— Stated task —
Convert all of the records below into a JSON list of strings, one string per line, with blank lines dropped and the pictures left out.

— Exercise data —

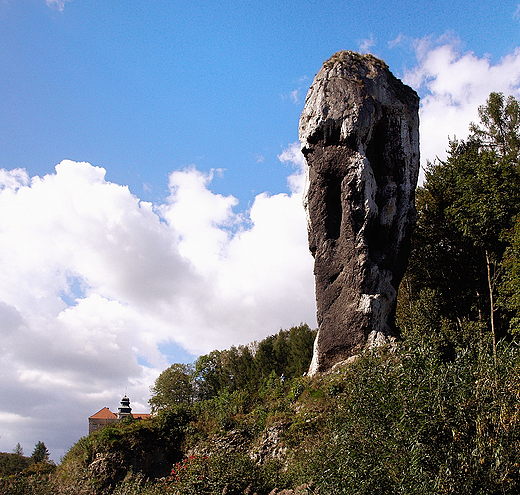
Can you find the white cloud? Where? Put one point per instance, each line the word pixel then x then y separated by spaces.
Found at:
pixel 367 44
pixel 57 4
pixel 452 85
pixel 96 282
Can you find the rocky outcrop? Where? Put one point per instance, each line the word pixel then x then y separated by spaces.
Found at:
pixel 359 132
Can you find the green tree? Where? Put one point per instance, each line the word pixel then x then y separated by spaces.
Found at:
pixel 499 128
pixel 464 207
pixel 175 385
pixel 40 453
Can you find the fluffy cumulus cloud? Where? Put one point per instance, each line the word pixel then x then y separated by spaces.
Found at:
pixel 452 84
pixel 97 284
pixel 57 4
pixel 101 291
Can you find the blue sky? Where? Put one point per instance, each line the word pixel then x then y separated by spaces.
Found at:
pixel 151 180
pixel 143 88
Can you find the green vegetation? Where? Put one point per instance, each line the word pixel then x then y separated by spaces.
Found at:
pixel 439 413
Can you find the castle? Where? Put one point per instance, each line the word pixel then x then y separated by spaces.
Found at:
pixel 105 417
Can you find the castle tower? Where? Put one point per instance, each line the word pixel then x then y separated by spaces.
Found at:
pixel 124 409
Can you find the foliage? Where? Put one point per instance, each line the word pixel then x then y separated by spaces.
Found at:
pixel 466 207
pixel 173 386
pixel 40 453
pixel 12 464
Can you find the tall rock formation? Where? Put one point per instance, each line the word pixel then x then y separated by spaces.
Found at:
pixel 359 132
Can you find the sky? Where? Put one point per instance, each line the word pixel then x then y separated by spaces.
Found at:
pixel 151 179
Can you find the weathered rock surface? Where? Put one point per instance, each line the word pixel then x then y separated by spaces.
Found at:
pixel 359 132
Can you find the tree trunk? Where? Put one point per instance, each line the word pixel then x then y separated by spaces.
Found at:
pixel 492 307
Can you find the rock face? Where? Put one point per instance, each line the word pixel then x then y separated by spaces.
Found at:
pixel 359 132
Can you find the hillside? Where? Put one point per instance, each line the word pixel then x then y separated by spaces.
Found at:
pixel 408 420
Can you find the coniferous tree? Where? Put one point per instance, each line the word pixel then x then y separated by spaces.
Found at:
pixel 465 206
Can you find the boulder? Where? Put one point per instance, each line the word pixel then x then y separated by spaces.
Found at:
pixel 359 133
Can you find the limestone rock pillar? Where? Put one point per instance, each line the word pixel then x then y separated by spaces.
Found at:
pixel 359 133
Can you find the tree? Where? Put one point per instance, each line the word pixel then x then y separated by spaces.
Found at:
pixel 173 386
pixel 499 128
pixel 465 206
pixel 18 449
pixel 40 453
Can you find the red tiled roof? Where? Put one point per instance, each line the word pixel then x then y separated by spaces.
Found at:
pixel 139 415
pixel 104 413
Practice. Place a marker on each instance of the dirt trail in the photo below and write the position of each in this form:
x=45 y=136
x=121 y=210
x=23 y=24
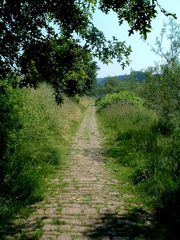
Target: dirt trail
x=88 y=206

— Answer in full —
[
  "Can you find the white cloud? Where? Put one point per instance, each line the word pixel then x then y separated by spaces.",
  "Found at:",
  "pixel 367 44",
  "pixel 57 4",
  "pixel 452 85",
  "pixel 96 282",
  "Can you find the rocky outcrop? Where? Put one point per instance, each line the word pixel then x then y separated by spaces.",
  "Found at:",
  "pixel 359 132",
  "Can you find the green tree? Where? Put one point per instance, each line the word pixel then x then y separated by spaces.",
  "Found at:",
  "pixel 499 128",
  "pixel 464 207",
  "pixel 175 385",
  "pixel 40 453",
  "Can you find the fluffy cumulus cloud? Where? Put one point per instance, each line the word pixel then x then y separated by spaces.",
  "Found at:",
  "pixel 452 84",
  "pixel 97 284",
  "pixel 57 4",
  "pixel 101 291",
  "Can you find the blue sky? Where? Put one point per instance, each line the word pixel then x then y separated by spaces.",
  "Found at:",
  "pixel 151 180",
  "pixel 143 88",
  "Can you find the green vegetation? Where? Put one point per instance, each line the word pixel then x then y separated by spaces.",
  "Found at:",
  "pixel 439 413",
  "Can you find the castle? Where? Put one point per instance, each line the word pixel then x then y separated by spaces.",
  "Found at:",
  "pixel 105 417",
  "Can you find the castle tower? Where? Put one point per instance, each line the word pixel then x then y separated by spaces.",
  "Found at:",
  "pixel 124 409",
  "Can you find the foliage? Where? Put one point per instance, each line the word pixel then x then y separated by spaces.",
  "Found at:",
  "pixel 466 207",
  "pixel 173 386",
  "pixel 40 453",
  "pixel 12 464",
  "Can you find the tall rock formation? Where? Put one point per instance, each line the word pixel then x then y separated by spaces.",
  "Found at:",
  "pixel 359 132",
  "Can you find the sky? Where? Put one point per instance, each line the word pixel then x then y separated by spaces.",
  "Found at:",
  "pixel 151 179",
  "Can you find the weathered rock surface? Where? Put one point per instance, each line the word pixel then x then y separated by spaces.",
  "Found at:",
  "pixel 359 132",
  "Can you find the tree trunk? Where? Put one point per instance, each line the word pixel then x then y separated by spaces.",
  "Found at:",
  "pixel 492 307",
  "Can you find the rock face? Where? Put one point per instance, each line the word pixel then x then y separated by spaces.",
  "Found at:",
  "pixel 359 132",
  "Can you find the hillside? Where? Put one point per instance, each line the word pixel then x then y separated by spaces.",
  "Found at:",
  "pixel 408 420",
  "Can you find the coniferous tree? Where? Put one point per instance, each line the word pixel then x then y separated by spaces.",
  "Found at:",
  "pixel 465 206",
  "Can you find the boulder? Where? Put one point per instance, each line the word pixel then x then y separated by spaces.",
  "Found at:",
  "pixel 359 133",
  "Can you find the limestone rock pillar? Where? Put one point per instance, each line the word pixel then x then y separated by spaces.",
  "Found at:",
  "pixel 359 133",
  "Can you find the tree? Where? Put one point per instance, each line the word pixel then x then y separated by spaces.",
  "Found at:",
  "pixel 173 386",
  "pixel 499 128",
  "pixel 465 206",
  "pixel 18 449",
  "pixel 40 453",
  "Can you find the red tiled roof? Where? Put one point per instance, each line the word pixel then x then y separated by spaces.",
  "Found at:",
  "pixel 139 415",
  "pixel 104 413",
  "Practice. Place a marker on each instance of the dirt trail in the photo below and write the position of each in this form:",
  "x=45 y=136",
  "x=121 y=210",
  "x=23 y=24",
  "Target: dirt trail",
  "x=88 y=206"
]